• [Directions for this task]
Look through the lines below; wherever the word "every" appears, copy that line.

• [Data extracts]
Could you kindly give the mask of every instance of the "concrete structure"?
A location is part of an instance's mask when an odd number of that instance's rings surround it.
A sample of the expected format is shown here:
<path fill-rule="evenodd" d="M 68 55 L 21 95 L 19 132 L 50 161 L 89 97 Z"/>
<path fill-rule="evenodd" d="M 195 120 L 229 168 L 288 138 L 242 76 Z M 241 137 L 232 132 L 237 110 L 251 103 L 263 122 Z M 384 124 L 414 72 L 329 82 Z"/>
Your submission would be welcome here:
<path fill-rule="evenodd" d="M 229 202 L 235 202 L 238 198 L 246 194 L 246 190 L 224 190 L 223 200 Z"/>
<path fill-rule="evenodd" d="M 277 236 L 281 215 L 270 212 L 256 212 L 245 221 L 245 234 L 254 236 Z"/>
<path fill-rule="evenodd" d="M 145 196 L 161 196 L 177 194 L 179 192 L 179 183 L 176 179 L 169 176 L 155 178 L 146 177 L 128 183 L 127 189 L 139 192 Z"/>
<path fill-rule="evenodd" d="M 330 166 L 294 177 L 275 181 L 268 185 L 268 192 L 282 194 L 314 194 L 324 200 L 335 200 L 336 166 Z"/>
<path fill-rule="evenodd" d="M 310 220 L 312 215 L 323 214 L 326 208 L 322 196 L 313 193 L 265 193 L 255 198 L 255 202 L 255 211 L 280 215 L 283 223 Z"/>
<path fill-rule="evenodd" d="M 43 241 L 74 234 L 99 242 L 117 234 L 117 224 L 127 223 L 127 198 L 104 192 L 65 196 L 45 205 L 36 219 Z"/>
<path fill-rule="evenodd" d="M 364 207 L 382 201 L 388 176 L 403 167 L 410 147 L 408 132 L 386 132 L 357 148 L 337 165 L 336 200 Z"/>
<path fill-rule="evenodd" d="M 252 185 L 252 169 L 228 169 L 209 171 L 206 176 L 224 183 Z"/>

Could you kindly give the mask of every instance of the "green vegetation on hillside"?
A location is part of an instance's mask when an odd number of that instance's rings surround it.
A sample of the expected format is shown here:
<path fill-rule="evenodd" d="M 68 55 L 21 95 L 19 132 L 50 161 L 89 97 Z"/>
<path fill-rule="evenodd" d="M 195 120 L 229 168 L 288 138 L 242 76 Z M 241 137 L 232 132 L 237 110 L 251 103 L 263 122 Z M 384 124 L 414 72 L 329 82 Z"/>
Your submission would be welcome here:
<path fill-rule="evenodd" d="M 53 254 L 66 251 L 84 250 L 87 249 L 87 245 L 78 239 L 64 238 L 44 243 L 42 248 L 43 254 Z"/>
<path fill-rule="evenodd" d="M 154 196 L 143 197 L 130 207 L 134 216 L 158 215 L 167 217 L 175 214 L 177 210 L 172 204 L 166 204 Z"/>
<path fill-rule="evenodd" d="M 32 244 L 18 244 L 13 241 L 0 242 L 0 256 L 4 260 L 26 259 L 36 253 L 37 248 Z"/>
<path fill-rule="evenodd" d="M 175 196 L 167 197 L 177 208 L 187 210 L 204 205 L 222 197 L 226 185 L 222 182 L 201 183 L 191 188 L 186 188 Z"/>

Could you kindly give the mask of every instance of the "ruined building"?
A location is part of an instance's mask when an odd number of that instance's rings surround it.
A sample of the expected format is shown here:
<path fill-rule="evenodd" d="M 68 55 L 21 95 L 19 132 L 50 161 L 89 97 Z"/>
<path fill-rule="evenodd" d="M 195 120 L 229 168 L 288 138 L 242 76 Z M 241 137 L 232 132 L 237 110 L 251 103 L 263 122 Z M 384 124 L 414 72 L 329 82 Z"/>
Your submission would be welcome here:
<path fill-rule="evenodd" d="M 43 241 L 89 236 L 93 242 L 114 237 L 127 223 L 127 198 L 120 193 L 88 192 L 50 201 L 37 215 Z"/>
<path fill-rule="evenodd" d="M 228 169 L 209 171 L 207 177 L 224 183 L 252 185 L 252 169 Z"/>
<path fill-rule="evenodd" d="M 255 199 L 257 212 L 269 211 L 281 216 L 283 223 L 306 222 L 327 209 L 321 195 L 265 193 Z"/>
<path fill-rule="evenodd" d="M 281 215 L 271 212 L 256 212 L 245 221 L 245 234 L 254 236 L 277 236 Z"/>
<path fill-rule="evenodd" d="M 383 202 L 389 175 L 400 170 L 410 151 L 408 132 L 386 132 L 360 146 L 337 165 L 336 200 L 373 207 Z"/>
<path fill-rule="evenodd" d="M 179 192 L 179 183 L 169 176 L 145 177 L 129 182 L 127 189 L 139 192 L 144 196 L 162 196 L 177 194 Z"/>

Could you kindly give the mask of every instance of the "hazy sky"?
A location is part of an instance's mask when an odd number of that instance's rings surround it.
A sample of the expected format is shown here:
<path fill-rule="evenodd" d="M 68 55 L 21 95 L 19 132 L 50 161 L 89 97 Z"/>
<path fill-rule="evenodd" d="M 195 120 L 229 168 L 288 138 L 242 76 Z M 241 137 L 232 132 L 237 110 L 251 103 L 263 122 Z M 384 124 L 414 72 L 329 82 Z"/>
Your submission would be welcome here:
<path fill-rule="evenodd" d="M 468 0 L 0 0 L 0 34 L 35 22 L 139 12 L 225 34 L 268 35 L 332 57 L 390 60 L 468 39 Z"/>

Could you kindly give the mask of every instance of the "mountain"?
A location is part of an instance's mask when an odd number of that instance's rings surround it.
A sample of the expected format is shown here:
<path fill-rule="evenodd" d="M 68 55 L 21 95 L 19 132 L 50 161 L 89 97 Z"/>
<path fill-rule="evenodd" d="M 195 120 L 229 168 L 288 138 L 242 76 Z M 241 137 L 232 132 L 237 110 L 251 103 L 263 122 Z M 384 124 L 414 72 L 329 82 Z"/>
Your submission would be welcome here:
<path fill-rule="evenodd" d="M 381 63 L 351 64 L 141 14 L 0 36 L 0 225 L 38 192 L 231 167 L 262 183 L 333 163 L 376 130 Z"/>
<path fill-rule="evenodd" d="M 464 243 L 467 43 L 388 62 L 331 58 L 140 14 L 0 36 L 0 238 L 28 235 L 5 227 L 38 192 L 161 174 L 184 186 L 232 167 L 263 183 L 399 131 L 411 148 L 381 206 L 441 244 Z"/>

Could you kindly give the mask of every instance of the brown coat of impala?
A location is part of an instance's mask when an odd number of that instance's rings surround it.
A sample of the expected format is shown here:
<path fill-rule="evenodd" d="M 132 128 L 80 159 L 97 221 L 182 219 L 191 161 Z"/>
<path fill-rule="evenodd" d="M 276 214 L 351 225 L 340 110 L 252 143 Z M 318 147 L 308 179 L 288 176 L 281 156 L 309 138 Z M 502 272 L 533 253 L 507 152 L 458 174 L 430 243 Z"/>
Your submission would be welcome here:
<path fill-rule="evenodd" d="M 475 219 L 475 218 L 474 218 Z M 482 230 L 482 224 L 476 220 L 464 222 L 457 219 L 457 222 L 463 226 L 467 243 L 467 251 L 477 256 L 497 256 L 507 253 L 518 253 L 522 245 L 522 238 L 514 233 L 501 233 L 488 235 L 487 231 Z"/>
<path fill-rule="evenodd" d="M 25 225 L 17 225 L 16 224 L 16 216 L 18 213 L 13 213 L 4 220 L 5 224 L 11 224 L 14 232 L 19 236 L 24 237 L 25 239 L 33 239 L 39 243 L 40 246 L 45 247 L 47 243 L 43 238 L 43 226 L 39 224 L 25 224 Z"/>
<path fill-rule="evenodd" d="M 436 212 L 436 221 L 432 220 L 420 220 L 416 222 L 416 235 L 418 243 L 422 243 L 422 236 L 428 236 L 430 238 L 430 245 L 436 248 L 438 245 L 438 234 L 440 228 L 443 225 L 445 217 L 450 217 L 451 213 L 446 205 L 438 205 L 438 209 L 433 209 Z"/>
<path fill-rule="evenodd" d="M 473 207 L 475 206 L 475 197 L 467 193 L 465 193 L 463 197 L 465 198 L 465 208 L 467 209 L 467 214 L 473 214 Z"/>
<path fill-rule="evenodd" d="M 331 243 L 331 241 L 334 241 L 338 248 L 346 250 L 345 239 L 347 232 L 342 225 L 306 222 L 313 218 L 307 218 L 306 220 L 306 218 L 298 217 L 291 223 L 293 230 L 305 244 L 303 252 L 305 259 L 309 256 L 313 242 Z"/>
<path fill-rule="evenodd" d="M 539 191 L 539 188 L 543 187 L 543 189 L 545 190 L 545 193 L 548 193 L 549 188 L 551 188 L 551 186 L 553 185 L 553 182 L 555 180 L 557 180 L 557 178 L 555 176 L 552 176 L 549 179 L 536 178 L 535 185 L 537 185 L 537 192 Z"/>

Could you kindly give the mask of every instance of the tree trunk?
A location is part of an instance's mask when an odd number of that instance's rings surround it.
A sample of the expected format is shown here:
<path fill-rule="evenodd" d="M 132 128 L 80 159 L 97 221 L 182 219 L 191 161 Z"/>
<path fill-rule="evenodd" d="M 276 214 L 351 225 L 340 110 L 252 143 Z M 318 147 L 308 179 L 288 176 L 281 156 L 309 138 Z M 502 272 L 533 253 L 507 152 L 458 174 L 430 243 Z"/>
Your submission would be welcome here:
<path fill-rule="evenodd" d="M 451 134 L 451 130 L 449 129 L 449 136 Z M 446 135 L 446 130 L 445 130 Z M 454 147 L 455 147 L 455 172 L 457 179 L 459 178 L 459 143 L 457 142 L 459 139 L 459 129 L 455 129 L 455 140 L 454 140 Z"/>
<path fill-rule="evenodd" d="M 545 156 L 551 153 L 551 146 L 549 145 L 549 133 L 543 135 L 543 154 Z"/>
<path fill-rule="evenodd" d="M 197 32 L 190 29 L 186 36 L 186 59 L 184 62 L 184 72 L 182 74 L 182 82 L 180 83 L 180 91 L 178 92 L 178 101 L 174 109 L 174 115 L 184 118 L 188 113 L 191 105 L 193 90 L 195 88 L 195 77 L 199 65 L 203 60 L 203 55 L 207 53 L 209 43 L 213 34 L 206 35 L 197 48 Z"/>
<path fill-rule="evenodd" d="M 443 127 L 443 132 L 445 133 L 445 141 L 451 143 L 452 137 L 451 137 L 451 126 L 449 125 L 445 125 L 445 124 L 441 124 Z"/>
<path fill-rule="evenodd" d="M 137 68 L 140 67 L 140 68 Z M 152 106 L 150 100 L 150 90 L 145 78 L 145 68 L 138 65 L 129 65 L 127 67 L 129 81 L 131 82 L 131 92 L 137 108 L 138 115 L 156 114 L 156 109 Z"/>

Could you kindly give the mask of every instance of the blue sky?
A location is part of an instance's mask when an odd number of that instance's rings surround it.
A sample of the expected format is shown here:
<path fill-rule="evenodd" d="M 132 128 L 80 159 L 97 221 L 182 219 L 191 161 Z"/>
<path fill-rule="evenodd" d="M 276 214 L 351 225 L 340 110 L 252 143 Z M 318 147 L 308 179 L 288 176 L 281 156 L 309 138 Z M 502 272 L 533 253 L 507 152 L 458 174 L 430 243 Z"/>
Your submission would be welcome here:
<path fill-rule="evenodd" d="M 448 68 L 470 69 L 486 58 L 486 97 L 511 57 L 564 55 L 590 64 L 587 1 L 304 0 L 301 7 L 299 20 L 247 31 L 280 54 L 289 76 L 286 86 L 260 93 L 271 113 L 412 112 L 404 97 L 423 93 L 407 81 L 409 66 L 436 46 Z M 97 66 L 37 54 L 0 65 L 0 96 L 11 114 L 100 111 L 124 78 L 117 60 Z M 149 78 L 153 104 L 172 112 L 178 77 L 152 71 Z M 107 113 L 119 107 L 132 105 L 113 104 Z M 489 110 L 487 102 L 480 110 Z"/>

• [Solved problem]
Could you kindly give the mask of every instance of the "concrete structure"?
Could you kindly give the mask of every instance of the "green vegetation on hillside"?
Could you kindly give the mask of every instance of the "ruined building"?
Could you kindly give the mask of every instance of the "hazy sky"?
Could you kindly give the mask of every instance of the "mountain"?
Could you kindly give the mask of every instance of the brown coat of impala?
Could you kindly give the mask of every instance of the tree trunk?
Could you kindly give the mask of every instance of the blue sky?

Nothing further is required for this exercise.